#### Assignment:
All pictures must be left out as you transcribe the lines from the first line of the data to the line containing "the white fence", both included.

#### Input for this task:
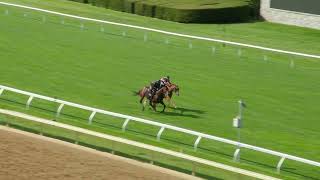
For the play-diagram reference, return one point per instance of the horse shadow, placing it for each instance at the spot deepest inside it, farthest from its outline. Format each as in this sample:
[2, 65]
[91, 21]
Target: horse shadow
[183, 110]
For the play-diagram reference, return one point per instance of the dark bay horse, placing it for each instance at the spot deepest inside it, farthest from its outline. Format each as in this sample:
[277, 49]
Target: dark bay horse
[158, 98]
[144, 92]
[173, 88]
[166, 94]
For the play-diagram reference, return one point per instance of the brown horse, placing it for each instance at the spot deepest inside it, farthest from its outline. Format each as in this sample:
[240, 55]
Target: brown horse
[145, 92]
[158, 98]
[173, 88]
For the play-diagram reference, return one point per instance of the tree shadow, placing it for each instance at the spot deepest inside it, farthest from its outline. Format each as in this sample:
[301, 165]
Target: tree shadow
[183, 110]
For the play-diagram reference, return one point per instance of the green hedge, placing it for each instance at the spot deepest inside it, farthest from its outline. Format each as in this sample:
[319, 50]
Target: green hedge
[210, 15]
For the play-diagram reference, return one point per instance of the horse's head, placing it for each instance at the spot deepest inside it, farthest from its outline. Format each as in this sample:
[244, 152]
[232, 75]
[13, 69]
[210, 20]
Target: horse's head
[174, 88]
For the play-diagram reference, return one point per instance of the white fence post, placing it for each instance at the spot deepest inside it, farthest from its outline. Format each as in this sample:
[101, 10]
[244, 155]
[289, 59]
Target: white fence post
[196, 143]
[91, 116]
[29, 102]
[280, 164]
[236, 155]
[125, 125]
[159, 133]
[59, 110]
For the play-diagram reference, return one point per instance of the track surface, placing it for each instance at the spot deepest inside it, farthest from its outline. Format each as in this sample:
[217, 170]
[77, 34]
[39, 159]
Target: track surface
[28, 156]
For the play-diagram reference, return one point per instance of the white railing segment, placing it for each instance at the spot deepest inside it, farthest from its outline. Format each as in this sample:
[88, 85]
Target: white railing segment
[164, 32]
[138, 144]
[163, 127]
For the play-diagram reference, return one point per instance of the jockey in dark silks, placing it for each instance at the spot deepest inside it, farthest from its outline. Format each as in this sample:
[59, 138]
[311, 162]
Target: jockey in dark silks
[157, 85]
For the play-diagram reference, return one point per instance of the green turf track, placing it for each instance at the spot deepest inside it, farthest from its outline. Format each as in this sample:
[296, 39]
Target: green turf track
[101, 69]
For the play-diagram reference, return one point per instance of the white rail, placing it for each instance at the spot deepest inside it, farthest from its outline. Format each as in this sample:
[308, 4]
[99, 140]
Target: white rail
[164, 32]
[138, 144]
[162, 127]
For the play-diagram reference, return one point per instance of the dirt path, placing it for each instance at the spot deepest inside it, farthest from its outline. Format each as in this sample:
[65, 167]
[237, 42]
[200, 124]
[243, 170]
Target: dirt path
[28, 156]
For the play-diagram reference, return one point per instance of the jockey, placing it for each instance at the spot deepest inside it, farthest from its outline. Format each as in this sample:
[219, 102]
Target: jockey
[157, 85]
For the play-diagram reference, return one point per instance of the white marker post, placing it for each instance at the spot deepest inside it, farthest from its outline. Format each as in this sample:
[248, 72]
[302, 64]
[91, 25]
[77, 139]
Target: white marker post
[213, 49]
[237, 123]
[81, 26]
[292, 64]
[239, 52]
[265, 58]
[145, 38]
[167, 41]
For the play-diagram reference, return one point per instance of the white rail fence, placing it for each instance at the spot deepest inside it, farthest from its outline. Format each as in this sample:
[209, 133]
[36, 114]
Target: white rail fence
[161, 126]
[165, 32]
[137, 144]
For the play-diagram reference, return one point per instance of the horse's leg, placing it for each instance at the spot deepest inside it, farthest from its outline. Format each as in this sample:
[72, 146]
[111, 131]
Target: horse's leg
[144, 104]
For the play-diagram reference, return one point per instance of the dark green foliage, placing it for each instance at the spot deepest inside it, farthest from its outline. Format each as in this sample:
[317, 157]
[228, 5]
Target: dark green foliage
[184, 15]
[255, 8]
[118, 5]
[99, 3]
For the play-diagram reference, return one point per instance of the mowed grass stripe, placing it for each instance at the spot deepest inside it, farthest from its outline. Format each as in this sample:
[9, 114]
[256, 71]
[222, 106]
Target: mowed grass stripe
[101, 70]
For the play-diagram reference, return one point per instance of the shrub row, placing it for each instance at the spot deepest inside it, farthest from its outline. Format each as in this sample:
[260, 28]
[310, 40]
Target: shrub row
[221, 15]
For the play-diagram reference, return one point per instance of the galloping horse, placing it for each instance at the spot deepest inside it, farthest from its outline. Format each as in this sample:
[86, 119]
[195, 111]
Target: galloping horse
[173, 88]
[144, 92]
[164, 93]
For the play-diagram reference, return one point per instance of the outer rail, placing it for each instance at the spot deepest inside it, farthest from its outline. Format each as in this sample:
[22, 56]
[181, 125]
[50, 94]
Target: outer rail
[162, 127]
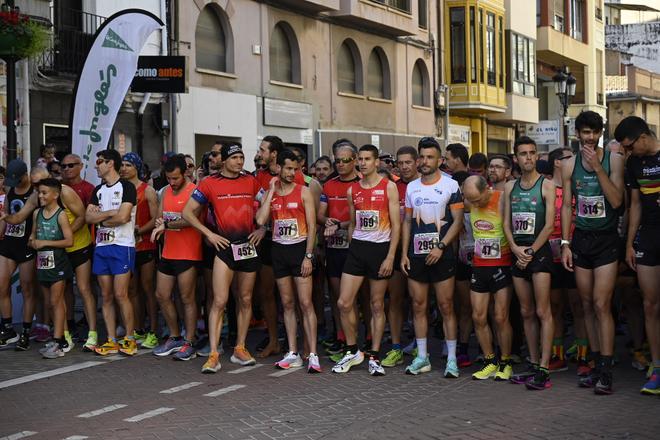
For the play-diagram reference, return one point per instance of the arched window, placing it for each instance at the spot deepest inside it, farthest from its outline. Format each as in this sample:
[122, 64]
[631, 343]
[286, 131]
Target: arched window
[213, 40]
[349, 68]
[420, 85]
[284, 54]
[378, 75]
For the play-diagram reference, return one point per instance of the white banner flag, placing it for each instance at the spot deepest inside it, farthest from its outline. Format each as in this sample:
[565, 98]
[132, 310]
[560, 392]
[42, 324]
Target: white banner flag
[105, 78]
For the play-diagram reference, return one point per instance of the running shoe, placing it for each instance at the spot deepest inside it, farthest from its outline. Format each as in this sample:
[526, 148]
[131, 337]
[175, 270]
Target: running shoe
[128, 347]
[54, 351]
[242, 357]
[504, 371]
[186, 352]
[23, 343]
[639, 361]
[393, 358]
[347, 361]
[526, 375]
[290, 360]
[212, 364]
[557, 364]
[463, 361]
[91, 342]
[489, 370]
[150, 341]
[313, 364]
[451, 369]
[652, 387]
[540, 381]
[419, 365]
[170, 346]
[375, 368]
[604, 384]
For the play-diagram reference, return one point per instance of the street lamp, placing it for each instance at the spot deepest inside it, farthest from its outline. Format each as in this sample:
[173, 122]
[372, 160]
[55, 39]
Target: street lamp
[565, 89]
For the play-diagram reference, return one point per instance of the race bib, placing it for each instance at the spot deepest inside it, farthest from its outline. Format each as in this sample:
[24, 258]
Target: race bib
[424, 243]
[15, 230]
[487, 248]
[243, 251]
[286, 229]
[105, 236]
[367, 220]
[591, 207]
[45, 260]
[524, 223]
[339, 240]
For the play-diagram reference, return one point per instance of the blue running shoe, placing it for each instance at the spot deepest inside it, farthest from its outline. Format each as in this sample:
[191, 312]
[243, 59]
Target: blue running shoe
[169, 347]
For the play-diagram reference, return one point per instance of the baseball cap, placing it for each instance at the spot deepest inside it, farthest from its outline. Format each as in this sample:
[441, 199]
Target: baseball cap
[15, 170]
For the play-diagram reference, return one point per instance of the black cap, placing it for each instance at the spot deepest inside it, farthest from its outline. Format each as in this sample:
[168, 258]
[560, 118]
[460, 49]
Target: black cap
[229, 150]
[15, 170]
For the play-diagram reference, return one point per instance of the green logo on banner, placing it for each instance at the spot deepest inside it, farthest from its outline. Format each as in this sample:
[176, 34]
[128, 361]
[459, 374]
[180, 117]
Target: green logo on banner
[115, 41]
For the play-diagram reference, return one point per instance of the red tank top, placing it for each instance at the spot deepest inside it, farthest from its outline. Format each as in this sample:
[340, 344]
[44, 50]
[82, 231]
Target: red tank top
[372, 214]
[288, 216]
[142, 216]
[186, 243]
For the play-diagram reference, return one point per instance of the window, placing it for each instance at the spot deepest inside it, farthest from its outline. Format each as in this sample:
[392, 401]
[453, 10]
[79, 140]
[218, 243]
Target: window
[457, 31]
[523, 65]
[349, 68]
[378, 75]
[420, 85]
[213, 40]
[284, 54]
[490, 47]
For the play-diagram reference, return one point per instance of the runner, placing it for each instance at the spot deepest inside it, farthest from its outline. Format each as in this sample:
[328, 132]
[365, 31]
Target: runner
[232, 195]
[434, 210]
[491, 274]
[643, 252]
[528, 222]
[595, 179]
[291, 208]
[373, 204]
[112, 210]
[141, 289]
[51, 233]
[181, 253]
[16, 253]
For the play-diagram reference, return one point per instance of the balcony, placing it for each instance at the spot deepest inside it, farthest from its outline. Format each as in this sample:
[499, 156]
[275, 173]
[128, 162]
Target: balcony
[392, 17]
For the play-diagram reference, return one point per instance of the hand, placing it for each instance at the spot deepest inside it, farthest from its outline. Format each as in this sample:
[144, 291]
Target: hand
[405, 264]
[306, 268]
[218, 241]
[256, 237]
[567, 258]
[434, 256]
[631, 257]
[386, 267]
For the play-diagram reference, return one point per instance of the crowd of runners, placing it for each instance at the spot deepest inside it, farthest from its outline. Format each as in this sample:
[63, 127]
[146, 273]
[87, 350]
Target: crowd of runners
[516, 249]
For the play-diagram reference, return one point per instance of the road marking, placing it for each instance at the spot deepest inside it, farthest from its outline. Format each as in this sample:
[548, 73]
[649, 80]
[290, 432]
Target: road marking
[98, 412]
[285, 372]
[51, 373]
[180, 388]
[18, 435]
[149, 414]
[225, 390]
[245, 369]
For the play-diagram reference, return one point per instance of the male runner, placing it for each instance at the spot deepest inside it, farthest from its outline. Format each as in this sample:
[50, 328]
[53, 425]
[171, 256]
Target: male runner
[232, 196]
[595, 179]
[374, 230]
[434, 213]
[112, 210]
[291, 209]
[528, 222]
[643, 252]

#### Response for this exercise:
For the play-diagram reference, return one point per instance of the horse shadow, placing it for each instance at the spot deepest inside it, farthest from its outline. Format each as in this sample:
[2, 65]
[91, 21]
Target: horse shadow
[183, 110]
For the play-diagram reference, return one point per instance of the dark bay horse, placing it for each instance at the spot deepest inside it, farthest from its outline. Format each as in this sample:
[277, 49]
Target: dark bay horse
[158, 98]
[144, 92]
[173, 88]
[166, 94]
For the play-diagram reference, return one point per instance of the brown horse, placing it for each instance at the spot deepest inside it, farthest from its outline. Format each as in this sample:
[240, 55]
Target: brown horse
[145, 92]
[158, 98]
[173, 88]
For the play-diagram reference, return one point per instance of the tree shadow, placing it for each instance at the spot deepest inside it, farthest from its outline. Format each as in this sample:
[301, 165]
Target: tree shadow
[183, 110]
For the play-diagram reference, return one point per instance of the green hedge, placing it for each instance at the spot deepest inside it, farthest from its outline. Format each as in this sample:
[319, 50]
Target: green hedge
[210, 15]
For the play-diagram reference, return one point per instance of the horse's head, placing it for each instance at the spot deepest inside it, farthest from its outline. Format each as in this sample:
[244, 152]
[232, 75]
[13, 69]
[210, 20]
Target: horse's head
[174, 88]
For the play-diagram reference, return one point per instance of the white fence post, placing it for each instance at the spot deepest inside it, farthest from its outline. Format each as in this sample:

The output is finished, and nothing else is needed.